* [Document text]
++++++

Joe Torre still isn't a fan of expanded instant replay

After video showed a plate umpire blew a call in the 19th inning of a game between Atlanta and Pittsburgh, giving the Braves a win, Torre says instant replay can never replace judgment calls by umpires.

July 30, 2011|By Kevin Baxter
  • Joe Torre watches batting practice at Citi Field in New York before a Mets-Braves game last month.
Joe Torre watches batting practice at Citi Field in New York before a Mets-Braves… (Jim McIsaac / Getty Images )

Replaying the use of video

When he was managing the Dodgers, Joe Torre said he opposed the expanded use of instant replay, calling it an imperfect solution.

Such pronouncements didn't mean much then since Torre was just a manager. But now that he's MLB's executive vice president in charge of baseball operations — essentially the man in charge of everything that happens on the field — his words have wide influence.

++++++

* [Excerpted data]
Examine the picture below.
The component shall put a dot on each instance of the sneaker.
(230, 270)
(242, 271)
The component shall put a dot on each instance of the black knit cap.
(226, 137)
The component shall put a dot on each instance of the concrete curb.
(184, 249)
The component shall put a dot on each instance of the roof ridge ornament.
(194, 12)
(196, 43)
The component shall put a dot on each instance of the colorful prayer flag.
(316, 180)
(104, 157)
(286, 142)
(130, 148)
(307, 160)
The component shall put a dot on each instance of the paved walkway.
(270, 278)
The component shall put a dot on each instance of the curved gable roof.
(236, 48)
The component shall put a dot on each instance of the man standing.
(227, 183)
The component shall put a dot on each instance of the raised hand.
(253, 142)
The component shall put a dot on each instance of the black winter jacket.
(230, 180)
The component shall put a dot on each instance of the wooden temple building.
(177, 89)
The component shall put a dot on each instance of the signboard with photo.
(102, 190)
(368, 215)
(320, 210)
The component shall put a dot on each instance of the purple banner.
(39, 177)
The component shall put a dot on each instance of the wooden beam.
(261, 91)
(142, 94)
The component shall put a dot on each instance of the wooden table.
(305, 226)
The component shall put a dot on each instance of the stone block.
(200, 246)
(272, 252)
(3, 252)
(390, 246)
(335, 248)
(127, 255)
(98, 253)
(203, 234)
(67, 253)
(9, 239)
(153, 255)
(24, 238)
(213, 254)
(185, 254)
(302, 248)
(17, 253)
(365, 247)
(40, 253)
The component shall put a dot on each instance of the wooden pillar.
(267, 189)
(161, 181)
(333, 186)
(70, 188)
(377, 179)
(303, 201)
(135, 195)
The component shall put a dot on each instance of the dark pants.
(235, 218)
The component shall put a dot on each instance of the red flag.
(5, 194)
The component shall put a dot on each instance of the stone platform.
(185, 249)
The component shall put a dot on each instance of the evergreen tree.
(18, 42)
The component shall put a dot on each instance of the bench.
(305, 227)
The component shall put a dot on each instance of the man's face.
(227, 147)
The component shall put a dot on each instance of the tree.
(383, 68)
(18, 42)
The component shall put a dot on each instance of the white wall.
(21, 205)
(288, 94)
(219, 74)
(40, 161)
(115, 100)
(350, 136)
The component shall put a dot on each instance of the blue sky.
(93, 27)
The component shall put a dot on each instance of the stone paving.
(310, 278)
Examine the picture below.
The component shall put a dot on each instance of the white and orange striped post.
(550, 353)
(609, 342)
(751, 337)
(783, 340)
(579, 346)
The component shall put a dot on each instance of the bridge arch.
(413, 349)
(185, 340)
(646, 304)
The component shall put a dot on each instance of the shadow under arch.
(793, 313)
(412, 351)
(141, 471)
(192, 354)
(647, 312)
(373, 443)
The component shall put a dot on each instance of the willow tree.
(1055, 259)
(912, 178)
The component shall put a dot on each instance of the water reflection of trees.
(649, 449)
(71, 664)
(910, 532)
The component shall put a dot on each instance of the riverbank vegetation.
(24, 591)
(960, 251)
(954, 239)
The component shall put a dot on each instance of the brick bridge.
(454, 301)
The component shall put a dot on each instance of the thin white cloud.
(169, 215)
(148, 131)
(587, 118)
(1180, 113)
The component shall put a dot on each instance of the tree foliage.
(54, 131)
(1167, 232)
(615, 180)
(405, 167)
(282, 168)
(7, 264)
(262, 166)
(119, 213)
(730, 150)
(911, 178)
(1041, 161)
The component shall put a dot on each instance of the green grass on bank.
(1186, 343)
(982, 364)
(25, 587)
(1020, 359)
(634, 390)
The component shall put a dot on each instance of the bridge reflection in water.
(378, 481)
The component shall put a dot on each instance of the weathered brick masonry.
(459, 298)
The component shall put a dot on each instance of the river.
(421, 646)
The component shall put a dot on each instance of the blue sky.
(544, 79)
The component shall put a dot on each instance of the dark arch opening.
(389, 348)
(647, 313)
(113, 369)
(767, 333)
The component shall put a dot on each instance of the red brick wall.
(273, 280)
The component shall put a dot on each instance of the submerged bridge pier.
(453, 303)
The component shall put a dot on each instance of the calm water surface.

++++++

* [Job] Repeat the stretch from "After video showed" through "have wide influence." in the article on Joe Torre, switching "instant replay" to "video review".

* [Expected output]
After video showed a plate umpire blew a call in the 19th inning of a game between Atlanta and Pittsburgh, giving the Braves a win, Torre says video review can never replace judgment calls by umpires.

July 30, 2011|By Kevin Baxter
  • Joe Torre watches batting practice at Citi Field in New York before a Mets-Braves game last month.
Joe Torre watches batting practice at Citi Field in New York before a Mets-Braves… (Jim McIsaac / Getty Images )

Replaying the use of video

When he was managing the Dodgers, Joe Torre said he opposed the expanded use of video review, calling it an imperfect solution.

Such pronouncements didn't mean much then since Torre was just a manager. But now that he's MLB's executive vice president in charge of baseball operations — essentially the man in charge of everything that happens on the field — his words have wide influence.